··· TEXT PASSAGE ···

# R pitfall #3: friggin’ factors

I received an email from one of my students expressing deep frustation with a seemingly simple problem. He had a factor containing names of potato lines and wanted to set some levels to NA. Using simple letters as example names he was baffled by the result of the following code:

[sourcecode lang="r"]
lines = factor(LETTERS)
lines
# [1] A B C D E F G H…
# Levels: A B C D E F G H…

linesNA = ifelse(lines %in% c(‘C’, ‘G’, ‘P’), NA, lines)
linesNA
# [1] 1 2 NA 4 5 6 NA 8…
[/sourcecode]

The factor has been converted to numeric and there was no trace of the level names. Even forcing the conversion to be a factor loses the level names. Newbie frustation guaranteed!

[sourcecode lang="r"]
linesNA = factor(ifelse(lines %in% c(‘C’, ‘G’, ‘P’), NA, lines))

···

■ **GIVEN INSTRUCTION 1**
List every line in the records that contains the string "flag".
■ **GIVEN INSTRUCTION 2**
Extend the passage on R factors, starting right after its last line.
These records are unrelated to the passage on R factors.

··· GIVEN RECORDS ···

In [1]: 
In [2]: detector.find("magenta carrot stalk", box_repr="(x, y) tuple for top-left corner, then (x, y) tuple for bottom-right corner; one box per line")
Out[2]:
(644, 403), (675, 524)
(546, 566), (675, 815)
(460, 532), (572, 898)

···
··· GIVEN RECORDS ···

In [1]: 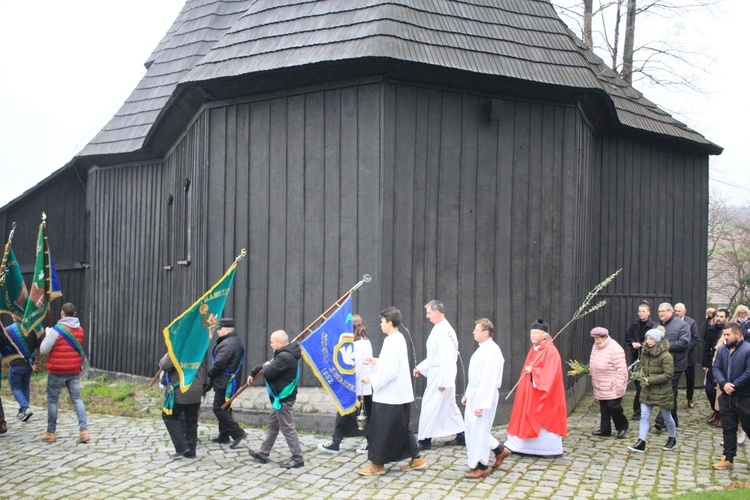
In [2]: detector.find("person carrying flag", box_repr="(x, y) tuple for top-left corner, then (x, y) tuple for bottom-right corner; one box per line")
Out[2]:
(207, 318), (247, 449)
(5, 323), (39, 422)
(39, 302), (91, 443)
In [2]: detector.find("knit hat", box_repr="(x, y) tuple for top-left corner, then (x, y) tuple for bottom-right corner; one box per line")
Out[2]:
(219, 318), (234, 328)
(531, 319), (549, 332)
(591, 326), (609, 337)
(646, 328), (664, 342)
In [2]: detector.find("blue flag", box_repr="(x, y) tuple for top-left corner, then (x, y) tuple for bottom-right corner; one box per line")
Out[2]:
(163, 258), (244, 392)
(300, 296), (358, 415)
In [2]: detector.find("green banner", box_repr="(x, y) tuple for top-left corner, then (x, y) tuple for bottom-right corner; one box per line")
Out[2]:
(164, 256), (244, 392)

···

■ **WRITTEN ANSWER 1**
In [2]: detector.find("person carrying flag", box_repr="(x, y) tuple for top-left corner, then (x, y) tuple for bottom-right corner; one box per line")
In [2]: detector.find("blue flag", box_repr="(x, y) tuple for top-left corner, then (x, y) tuple for bottom-right corner; one box per line")

■ **WRITTEN ANSWER 2**
linesNA
# [1] 1 2 <NA> 4 5 6 <NA> 8…
# Levels: 1 2 4 5 6 8…
[/sourcecode]

Under the hood factors are numerical vectors (of class factor) that have associated character vectors to describe the levels (see Patrick Burns’s R Inferno PDF for details). We can deal directly with the levels using this:

[sourcecode lang="r"]
linesNA = lines
levels(linesNA)[levels(linesNA) %in% c('C', 'G', 'P')] = NA
linesNA
# [1] A B <NA> D E F <NA> H…
#Levels: A B D E F H…
[/sourcecode]

We could operate directly on lines (without creating linesNA), which is there to maintain consistency with the previous code. Another way of doing the same would be:

[sourcecode lang="r"]
linesNA = factor(as.character(ifelse(lines %in%
c(‘C’, ‘G’, ‘P’), NA, lines)))
linesNA
# [1] A B <NA> D E F <NA> H…
#Levels: A B D E F H…
[/sourcecode]

I can believe that there are good reasons for the default behavior of operations on factors, but the results can drive people crazy (at least rhetorically speaking).

## 11 thoughts on “R pitfall #3: friggin’ factors”

• 1999/11/30 at 1:00 pm

Maybe this is more intuitive (also it is not really different to your approach):

lines <- factor(LETTERS)

linesNA <- lines

levels(linesNA) <- ifelse(levels(linesNA) %in% c('C', 'G', 'P'), NA, levels(lines))

• 2011/12/16 at 3:15 am

You can do:

lines[lines %in% c('C', 'G', 'P')] <- NA

• 2011/12/16 at 4:02 am

My latest complaint about factors is this:

R> factor(letters[1:10])
[1] a b c d e f g h i j
Levels: a b c d e f g h i j
R> nchar(factor(letters[1:10]))
[1] 1 1 1 1 1 1 1 1 1 2

• 2011/12/16 at 8:24 am

Wow! R is counting the number of characters of the internal numeric representation of levels. Devious and nightmarish to debug! I share your pain.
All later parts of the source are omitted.